• _Material provided_
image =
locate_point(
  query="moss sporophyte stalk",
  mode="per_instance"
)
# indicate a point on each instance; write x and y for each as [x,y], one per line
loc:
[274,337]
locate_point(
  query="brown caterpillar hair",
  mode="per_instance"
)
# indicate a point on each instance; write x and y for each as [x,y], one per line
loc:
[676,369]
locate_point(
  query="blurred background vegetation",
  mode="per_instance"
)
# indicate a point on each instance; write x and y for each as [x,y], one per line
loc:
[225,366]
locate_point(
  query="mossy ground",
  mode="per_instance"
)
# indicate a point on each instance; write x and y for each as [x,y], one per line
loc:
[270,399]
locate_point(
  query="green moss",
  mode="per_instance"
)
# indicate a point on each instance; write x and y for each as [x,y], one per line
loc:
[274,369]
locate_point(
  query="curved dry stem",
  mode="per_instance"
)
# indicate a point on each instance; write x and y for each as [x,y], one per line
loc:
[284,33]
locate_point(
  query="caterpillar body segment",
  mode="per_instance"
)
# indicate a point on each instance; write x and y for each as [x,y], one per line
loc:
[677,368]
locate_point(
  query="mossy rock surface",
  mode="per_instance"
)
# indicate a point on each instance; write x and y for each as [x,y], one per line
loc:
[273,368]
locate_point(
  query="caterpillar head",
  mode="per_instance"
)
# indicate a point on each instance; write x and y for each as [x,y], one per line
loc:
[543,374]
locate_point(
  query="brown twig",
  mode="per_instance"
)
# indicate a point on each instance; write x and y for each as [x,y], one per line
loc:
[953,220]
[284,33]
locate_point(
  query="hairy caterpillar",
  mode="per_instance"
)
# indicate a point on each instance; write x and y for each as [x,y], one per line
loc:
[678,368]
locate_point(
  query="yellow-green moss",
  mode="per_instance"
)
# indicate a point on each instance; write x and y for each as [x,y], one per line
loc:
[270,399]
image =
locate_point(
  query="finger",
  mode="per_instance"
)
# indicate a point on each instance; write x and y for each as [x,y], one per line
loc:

• _Set exercise_
Reproduce the entire listing word for word.

• _Response for this exercise_
image =
locate_point(
  query="moss sporophyte stalk",
  mode="per_instance"
)
# indicate a point on each instance; write x and y for each as [x,y], one per line
loc:
[274,337]
locate_point(
  query="brown caterpillar hair",
  mode="per_instance"
)
# indicate a point on each instance; write x and y for each as [x,y], one per line
loc:
[676,369]
locate_point(
  query="blurred background vegetation",
  mode="per_instance"
)
# indicate a point on each instance; write x and y for each as [x,y], one per line
loc:
[225,366]
locate_point(
  query="mossy ground",
  mode="per_instance"
)
# indicate a point on each instance; write x and y for each as [x,y], one per line
loc:
[270,399]
locate_point(
  query="green moss",
  mode="per_instance"
)
# indicate a point on each instance; write x and y for each as [x,y], one per line
loc:
[274,369]
locate_point(
  query="curved dry stem",
  mode="per_instance"
)
# indicate a point on each instance; write x and y for each as [x,y], one per line
loc:
[284,33]
locate_point(
  query="caterpillar body segment",
  mode="per_instance"
)
# indicate a point on each instance; write x and y for each as [x,y], one per line
loc:
[677,368]
locate_point(
  query="mossy rock surface",
  mode="per_instance"
)
# indicate a point on each instance; write x and y for each as [x,y], one per line
loc:
[273,368]
locate_point(
  query="caterpillar head",
  mode="per_instance"
)
# indicate a point on each instance; write x and y for each as [x,y], one per line
loc:
[543,374]
locate_point(
  query="brown twig",
  mode="per_instance"
)
# indicate a point on each instance; write x and y for each as [x,y], one per line
loc:
[953,220]
[284,33]
locate_point(
  query="hairy caterpillar",
  mode="per_instance"
)
# indicate a point on each instance; write x and y for each as [x,y], one per line
loc:
[678,368]
locate_point(
  query="yellow-green moss",
  mode="per_instance"
)
# indicate a point on each instance; write x and y for each as [x,y], one per line
loc:
[270,399]
image =
locate_point(
  query="finger",
  mode="per_instance"
)
# indicate a point on each instance; write x and y for each as [x,y], one per line
loc:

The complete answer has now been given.